Required action
Repeat all of the records verbatim.

=== Provided entries ===

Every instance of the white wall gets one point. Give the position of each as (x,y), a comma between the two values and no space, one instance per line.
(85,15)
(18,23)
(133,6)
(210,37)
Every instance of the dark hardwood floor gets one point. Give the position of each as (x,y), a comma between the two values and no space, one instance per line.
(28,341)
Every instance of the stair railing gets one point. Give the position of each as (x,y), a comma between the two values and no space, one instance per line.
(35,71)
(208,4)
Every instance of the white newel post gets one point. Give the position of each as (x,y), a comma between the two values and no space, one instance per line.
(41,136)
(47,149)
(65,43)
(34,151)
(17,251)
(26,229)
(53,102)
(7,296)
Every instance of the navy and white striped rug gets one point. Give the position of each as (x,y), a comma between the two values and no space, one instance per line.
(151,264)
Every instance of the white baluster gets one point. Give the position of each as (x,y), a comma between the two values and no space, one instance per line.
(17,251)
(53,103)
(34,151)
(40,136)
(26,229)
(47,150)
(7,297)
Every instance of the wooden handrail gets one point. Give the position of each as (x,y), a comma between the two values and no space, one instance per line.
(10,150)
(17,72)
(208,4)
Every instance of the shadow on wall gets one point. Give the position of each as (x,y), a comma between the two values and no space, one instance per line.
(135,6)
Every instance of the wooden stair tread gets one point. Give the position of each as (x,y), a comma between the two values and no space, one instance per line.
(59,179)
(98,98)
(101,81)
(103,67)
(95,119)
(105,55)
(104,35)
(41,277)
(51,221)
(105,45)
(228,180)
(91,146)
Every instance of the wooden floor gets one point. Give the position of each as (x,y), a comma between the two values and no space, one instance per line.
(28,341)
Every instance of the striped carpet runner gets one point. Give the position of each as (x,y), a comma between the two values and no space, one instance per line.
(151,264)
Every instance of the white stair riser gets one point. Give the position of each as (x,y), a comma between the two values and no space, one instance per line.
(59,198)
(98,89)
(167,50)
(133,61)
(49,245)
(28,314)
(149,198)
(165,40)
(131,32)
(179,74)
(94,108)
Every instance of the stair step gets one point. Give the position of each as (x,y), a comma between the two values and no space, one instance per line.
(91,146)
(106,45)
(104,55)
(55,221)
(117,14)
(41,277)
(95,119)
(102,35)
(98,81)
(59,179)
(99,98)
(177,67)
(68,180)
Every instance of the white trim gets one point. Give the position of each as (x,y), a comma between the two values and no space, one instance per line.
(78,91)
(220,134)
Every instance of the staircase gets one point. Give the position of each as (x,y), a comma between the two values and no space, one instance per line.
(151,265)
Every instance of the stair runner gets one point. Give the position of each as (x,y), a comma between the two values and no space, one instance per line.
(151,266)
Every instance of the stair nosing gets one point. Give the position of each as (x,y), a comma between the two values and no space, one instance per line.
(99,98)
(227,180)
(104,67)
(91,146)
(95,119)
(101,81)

===

Solution to the exercise
Every instance of the white wall gets one point. Give the position of each as (x,y), a comma between the two values and no space, one instance per line.
(85,15)
(18,23)
(133,6)
(210,37)
Every instance of the dark hardwood floor gets one point. Give the position of each as (x,y), a comma between the two values and no space, one instance per line.
(28,341)
Every instance of the stair railing gets one point. Give the position of each as (x,y), a comma between the two values and no space, one instance per line.
(35,71)
(208,4)
Every instance of the white newel post gets one point. Give the position of each as (x,y), a comma between the two values and no space, one instance per line.
(41,136)
(47,149)
(65,43)
(34,151)
(17,251)
(26,229)
(53,102)
(7,296)
Every instance of the navy and white striped rug gets one point. Give the position of each as (x,y), a comma between the two values and no space, one instance per line.
(151,264)
Every instance of the white baluster gets one point. Give the position of each as (x,y), a comma between the two values and no space, one instance per line.
(17,251)
(53,103)
(34,151)
(40,136)
(26,229)
(47,150)
(7,297)
Every instance of the wooden handrail gets one point. Give the position of each as (x,y), a comma between the two values and no space, one instance per line.
(10,150)
(17,72)
(208,4)
Every instance of the shadow on wall gets one point. Give the position of each as (x,y), a comma between the two values and no space, one instance per line.
(135,6)
Every instance of the wooden stair tread gets one point. Give the position of each as (x,y), a comma between the two values and no space, one instance per line.
(59,179)
(98,98)
(101,81)
(103,67)
(95,119)
(105,55)
(104,35)
(41,277)
(51,221)
(105,45)
(228,180)
(91,146)
Every instance of the wooden floor gets one point. Give the position of each as (x,y), a comma between the two values and no space, one instance per line.
(28,341)
Every instance of the striped carpet runner gets one point. Give the position of each as (x,y), a comma between the two values and no space, one instance per line.
(151,264)
Every instance of the white stair riser gets one point. Give the position of each as (x,y), a comma between the two values and no space, one instance per line.
(59,198)
(98,89)
(167,50)
(133,61)
(49,245)
(28,314)
(149,198)
(165,40)
(131,32)
(179,74)
(94,108)
Every instance of the stair step gets one point. Give the position of each as (x,y), a comma between the two values and no space, one instance per line.
(91,146)
(106,45)
(104,55)
(55,221)
(117,14)
(41,277)
(95,119)
(102,35)
(98,81)
(59,179)
(99,98)
(177,67)
(68,180)
Every instance of the white trim gets one point. Give the position of each as (x,y), a comma between the two values and no space, one instance per line.
(78,91)
(220,134)
Every instance of the staircase gets one point. Give the position of each as (x,y), a comma between the two values and no space, one instance per line.
(151,265)
Every instance of the stair runner gets one point. Give the position of each as (x,y), a comma between the two values and no space, one instance per line.
(151,266)
Every instance of the stair nosing gets one point. Give the position of each as (x,y), a comma between the two values and no space, one instance per line.
(99,98)
(227,180)
(104,67)
(91,146)
(95,119)
(101,81)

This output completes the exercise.